Stored rows:
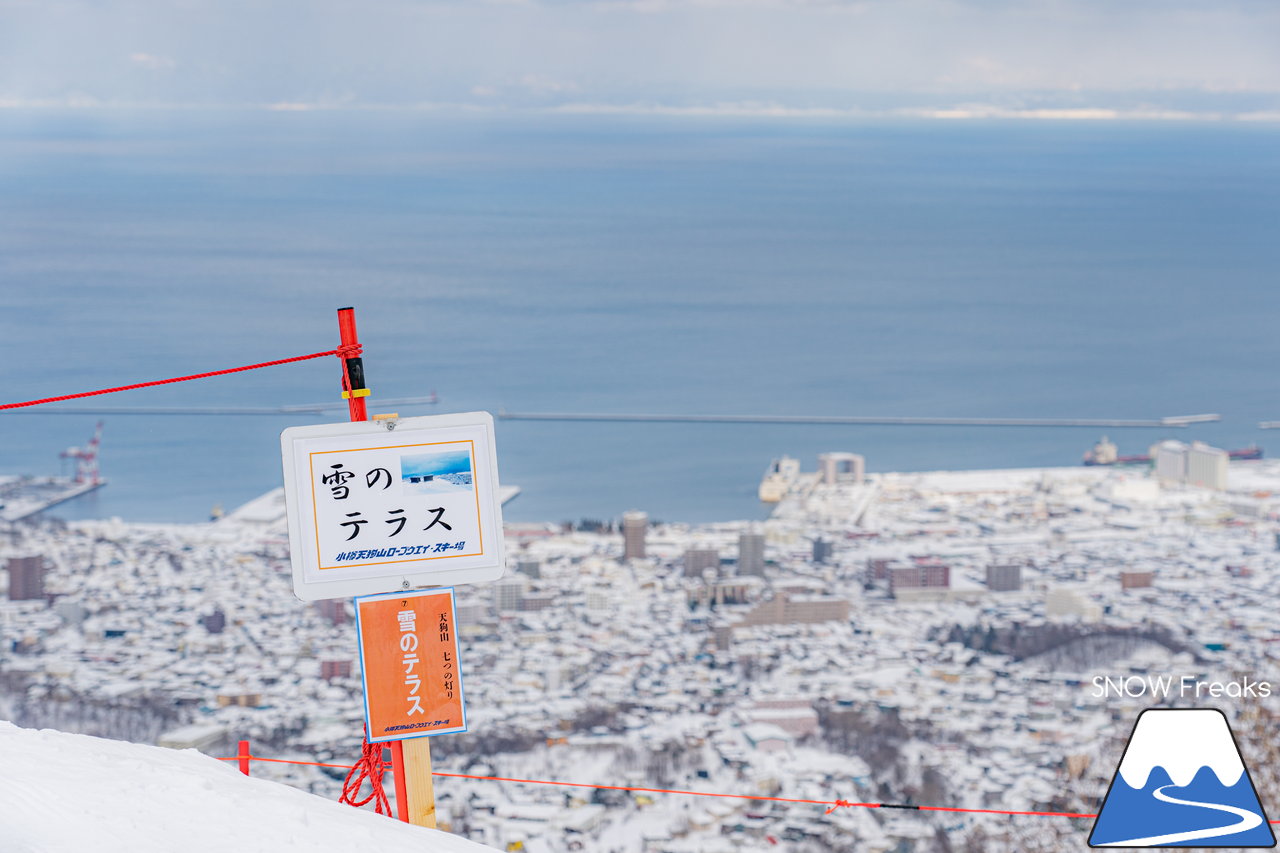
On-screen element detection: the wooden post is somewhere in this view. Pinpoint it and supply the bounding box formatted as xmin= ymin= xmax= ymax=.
xmin=335 ymin=307 xmax=435 ymax=829
xmin=399 ymin=738 xmax=435 ymax=829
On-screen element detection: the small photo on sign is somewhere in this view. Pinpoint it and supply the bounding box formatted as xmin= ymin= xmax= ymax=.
xmin=401 ymin=450 xmax=475 ymax=494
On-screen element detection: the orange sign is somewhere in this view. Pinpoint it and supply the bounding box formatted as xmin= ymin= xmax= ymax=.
xmin=356 ymin=588 xmax=467 ymax=743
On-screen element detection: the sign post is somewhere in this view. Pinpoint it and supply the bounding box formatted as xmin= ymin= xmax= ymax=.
xmin=356 ymin=588 xmax=467 ymax=827
xmin=288 ymin=307 xmax=504 ymax=829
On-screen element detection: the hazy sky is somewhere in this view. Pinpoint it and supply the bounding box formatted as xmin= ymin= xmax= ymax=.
xmin=0 ymin=0 xmax=1280 ymax=110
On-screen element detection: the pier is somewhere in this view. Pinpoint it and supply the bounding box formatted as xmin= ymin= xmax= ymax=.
xmin=0 ymin=475 xmax=106 ymax=521
xmin=498 ymin=411 xmax=1222 ymax=429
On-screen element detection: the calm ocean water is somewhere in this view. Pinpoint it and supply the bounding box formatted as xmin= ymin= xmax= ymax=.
xmin=0 ymin=110 xmax=1280 ymax=521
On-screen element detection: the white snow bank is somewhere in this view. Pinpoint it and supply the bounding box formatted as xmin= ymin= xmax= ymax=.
xmin=0 ymin=721 xmax=493 ymax=853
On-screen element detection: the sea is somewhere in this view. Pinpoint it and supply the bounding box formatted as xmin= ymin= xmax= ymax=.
xmin=0 ymin=109 xmax=1280 ymax=523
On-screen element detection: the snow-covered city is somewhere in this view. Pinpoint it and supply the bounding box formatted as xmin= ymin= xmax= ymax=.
xmin=0 ymin=442 xmax=1280 ymax=853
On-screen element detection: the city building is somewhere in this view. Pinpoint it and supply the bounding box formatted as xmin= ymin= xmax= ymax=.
xmin=685 ymin=548 xmax=719 ymax=578
xmin=737 ymin=533 xmax=764 ymax=578
xmin=1044 ymin=587 xmax=1102 ymax=622
xmin=9 ymin=555 xmax=45 ymax=601
xmin=1151 ymin=441 xmax=1230 ymax=492
xmin=320 ymin=660 xmax=351 ymax=681
xmin=735 ymin=593 xmax=849 ymax=628
xmin=818 ymin=453 xmax=867 ymax=485
xmin=888 ymin=562 xmax=951 ymax=598
xmin=622 ymin=510 xmax=649 ymax=560
xmin=520 ymin=593 xmax=556 ymax=613
xmin=1187 ymin=442 xmax=1230 ymax=492
xmin=493 ymin=575 xmax=529 ymax=611
xmin=1151 ymin=441 xmax=1188 ymax=485
xmin=987 ymin=565 xmax=1023 ymax=592
xmin=1120 ymin=571 xmax=1156 ymax=589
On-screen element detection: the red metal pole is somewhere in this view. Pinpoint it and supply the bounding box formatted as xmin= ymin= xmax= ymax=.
xmin=338 ymin=307 xmax=369 ymax=421
xmin=392 ymin=740 xmax=408 ymax=824
xmin=338 ymin=307 xmax=408 ymax=824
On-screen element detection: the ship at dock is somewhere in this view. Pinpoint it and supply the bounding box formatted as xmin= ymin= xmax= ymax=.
xmin=1080 ymin=435 xmax=1262 ymax=466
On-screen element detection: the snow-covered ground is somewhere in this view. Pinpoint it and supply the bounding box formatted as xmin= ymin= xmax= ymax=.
xmin=0 ymin=721 xmax=493 ymax=853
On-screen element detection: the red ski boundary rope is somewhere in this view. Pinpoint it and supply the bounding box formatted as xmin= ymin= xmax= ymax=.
xmin=218 ymin=744 xmax=1116 ymax=824
xmin=0 ymin=343 xmax=361 ymax=410
xmin=340 ymin=740 xmax=392 ymax=817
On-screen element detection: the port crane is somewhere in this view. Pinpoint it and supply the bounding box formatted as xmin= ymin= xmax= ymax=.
xmin=59 ymin=421 xmax=102 ymax=485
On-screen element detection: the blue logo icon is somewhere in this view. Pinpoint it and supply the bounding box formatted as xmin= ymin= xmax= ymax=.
xmin=1089 ymin=708 xmax=1276 ymax=849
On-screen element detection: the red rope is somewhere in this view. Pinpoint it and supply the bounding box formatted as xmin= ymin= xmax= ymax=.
xmin=218 ymin=743 xmax=1100 ymax=824
xmin=0 ymin=345 xmax=361 ymax=410
xmin=335 ymin=740 xmax=392 ymax=817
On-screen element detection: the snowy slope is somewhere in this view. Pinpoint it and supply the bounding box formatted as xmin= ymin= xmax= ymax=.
xmin=0 ymin=721 xmax=493 ymax=853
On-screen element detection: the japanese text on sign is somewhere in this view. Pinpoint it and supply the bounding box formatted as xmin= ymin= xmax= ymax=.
xmin=356 ymin=589 xmax=466 ymax=743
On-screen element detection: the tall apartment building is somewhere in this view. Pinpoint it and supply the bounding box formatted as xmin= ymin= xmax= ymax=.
xmin=9 ymin=555 xmax=45 ymax=601
xmin=737 ymin=533 xmax=764 ymax=578
xmin=622 ymin=510 xmax=649 ymax=560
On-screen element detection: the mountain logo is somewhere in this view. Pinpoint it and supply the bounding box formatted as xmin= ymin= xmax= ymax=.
xmin=1089 ymin=708 xmax=1276 ymax=849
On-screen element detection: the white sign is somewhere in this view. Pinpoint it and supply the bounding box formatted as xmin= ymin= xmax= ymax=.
xmin=280 ymin=411 xmax=503 ymax=601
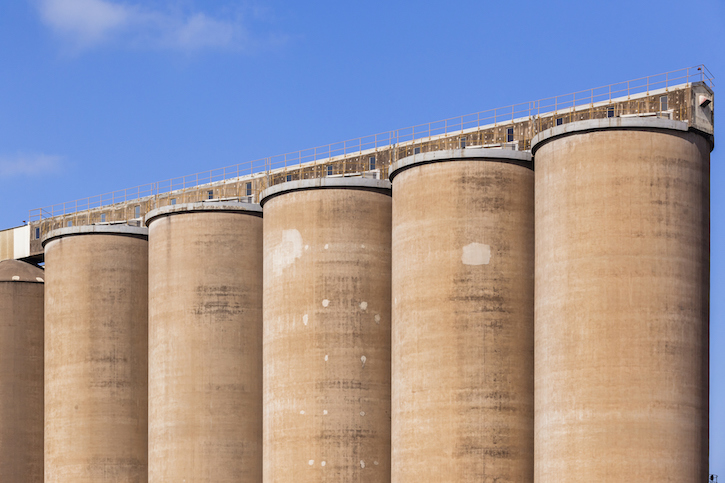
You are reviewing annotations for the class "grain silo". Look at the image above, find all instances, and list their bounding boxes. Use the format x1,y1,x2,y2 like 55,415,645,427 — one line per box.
43,225,148,483
390,148,534,483
0,260,45,483
146,202,262,483
532,118,712,483
261,178,391,483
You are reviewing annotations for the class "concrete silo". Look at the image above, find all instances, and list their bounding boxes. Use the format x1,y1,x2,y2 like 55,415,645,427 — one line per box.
43,225,148,483
532,118,712,483
390,148,534,483
146,202,262,483
0,260,45,483
261,178,391,483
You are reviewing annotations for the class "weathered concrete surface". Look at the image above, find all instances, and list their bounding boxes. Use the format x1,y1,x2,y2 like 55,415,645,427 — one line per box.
392,157,534,483
0,260,45,483
149,203,262,483
263,179,391,483
45,227,148,483
535,126,710,483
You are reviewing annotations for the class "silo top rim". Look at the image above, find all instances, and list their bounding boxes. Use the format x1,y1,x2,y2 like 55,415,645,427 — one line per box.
41,225,149,247
144,201,262,226
531,117,689,153
388,148,533,181
259,177,391,206
0,260,45,283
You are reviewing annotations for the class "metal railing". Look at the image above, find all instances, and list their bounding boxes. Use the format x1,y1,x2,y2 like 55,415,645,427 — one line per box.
28,64,714,222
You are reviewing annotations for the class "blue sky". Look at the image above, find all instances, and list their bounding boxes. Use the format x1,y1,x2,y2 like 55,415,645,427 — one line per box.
0,0,725,476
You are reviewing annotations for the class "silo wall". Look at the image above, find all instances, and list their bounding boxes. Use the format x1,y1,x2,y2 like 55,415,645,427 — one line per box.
146,202,262,483
43,226,148,483
0,260,45,483
391,149,534,483
262,178,391,483
532,118,711,483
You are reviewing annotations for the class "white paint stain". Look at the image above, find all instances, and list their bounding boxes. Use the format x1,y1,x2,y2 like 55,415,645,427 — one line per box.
461,243,491,265
272,230,302,275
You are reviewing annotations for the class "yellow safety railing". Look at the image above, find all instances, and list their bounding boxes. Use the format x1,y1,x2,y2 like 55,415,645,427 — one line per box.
29,65,714,222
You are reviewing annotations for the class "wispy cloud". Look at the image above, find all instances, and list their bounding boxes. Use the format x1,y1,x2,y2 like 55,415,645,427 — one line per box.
0,153,63,178
37,0,258,51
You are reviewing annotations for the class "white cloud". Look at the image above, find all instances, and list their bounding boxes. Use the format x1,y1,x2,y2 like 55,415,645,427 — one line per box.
0,154,63,178
38,0,248,51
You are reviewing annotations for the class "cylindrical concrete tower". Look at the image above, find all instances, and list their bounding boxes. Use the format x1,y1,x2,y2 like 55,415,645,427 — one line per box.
390,148,534,483
146,202,262,483
43,225,148,483
532,118,711,483
261,178,391,483
0,260,45,483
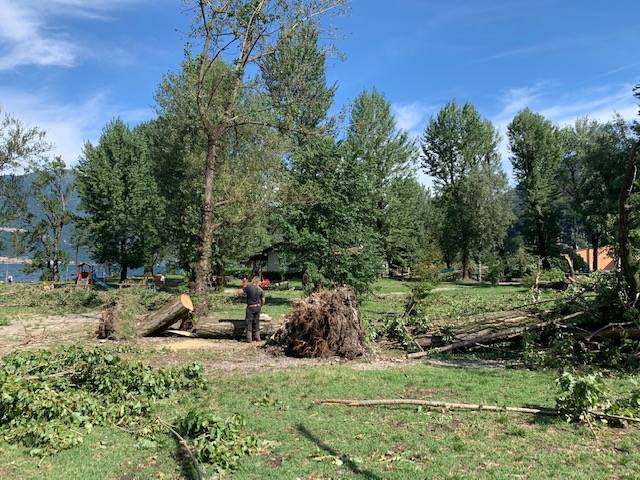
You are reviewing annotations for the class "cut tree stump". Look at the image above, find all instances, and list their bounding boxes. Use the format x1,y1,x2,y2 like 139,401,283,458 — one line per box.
195,319,279,339
138,294,193,337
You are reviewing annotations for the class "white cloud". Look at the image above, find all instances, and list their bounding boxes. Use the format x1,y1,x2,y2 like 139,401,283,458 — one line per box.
391,102,434,137
0,88,153,165
0,0,142,71
492,82,638,180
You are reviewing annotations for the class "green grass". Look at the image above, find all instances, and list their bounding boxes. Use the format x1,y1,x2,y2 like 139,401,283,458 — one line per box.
0,366,640,479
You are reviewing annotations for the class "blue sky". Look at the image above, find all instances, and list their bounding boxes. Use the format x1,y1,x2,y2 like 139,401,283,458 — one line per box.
0,0,640,175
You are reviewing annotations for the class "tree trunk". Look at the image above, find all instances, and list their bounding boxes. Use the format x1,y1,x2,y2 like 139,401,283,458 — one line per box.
193,133,218,316
462,250,469,280
591,235,600,272
120,239,128,282
138,294,193,337
536,218,551,270
195,320,279,339
618,142,640,303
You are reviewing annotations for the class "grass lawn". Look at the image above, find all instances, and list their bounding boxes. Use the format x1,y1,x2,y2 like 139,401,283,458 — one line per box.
0,280,640,480
0,365,640,480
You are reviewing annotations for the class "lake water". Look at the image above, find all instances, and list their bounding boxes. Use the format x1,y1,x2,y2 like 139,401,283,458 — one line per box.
0,263,165,283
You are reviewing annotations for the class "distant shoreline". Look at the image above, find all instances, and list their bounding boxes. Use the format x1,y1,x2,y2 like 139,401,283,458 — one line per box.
0,256,32,265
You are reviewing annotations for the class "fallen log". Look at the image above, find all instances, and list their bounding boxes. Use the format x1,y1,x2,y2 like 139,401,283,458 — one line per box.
407,312,585,359
316,398,640,423
138,294,193,337
195,320,279,339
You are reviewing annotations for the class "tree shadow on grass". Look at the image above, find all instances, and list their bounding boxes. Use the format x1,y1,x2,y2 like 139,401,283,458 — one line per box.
296,423,382,480
171,435,204,480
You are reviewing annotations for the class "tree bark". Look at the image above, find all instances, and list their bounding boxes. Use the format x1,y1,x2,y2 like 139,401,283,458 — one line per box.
462,249,469,280
536,218,551,270
618,142,640,303
194,133,219,315
195,320,279,339
138,294,198,337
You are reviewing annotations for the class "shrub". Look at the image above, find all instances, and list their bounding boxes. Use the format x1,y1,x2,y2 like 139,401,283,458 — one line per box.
0,346,204,455
177,410,258,472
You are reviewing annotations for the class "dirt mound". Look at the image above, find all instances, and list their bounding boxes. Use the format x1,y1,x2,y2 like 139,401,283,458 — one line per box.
275,288,366,359
96,300,120,339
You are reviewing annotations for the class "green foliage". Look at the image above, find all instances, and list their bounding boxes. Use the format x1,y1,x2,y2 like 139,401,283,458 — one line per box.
177,410,258,473
507,109,564,269
23,157,75,281
556,371,611,421
344,90,418,268
0,346,203,455
556,371,640,426
76,119,164,279
422,101,512,278
522,268,566,288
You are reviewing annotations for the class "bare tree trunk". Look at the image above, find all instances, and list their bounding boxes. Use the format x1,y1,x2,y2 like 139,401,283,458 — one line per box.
194,133,218,315
462,249,469,280
536,218,551,270
120,240,128,282
618,142,640,303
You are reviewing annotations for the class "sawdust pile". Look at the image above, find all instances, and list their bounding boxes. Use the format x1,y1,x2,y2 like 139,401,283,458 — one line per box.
274,288,366,359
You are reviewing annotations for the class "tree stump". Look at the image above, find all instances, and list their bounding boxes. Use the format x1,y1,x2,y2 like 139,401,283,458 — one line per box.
138,294,193,337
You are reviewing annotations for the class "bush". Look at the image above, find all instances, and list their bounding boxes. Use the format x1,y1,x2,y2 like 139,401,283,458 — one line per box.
177,410,258,472
522,268,566,288
556,371,611,421
0,346,204,455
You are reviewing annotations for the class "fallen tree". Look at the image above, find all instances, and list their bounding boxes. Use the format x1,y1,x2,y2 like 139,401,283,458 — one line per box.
137,294,193,337
316,398,640,423
408,310,585,358
194,319,277,339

Your goal: Filter the data above and copy out every line that contains the string "covered". Treat uppercase and lowercase letters as different.

Response for this exercise:
On-screen element detection: the snow-covered city is somewhere in this view. Pinpoint it and supply the bounding box formatted as xmin= ymin= xmax= ymax=.
On-screen element detection: the snow-covered ground is somewhere in this view. Pinpoint it and supply the bounding box formatted as xmin= ymin= xmax= ymax=.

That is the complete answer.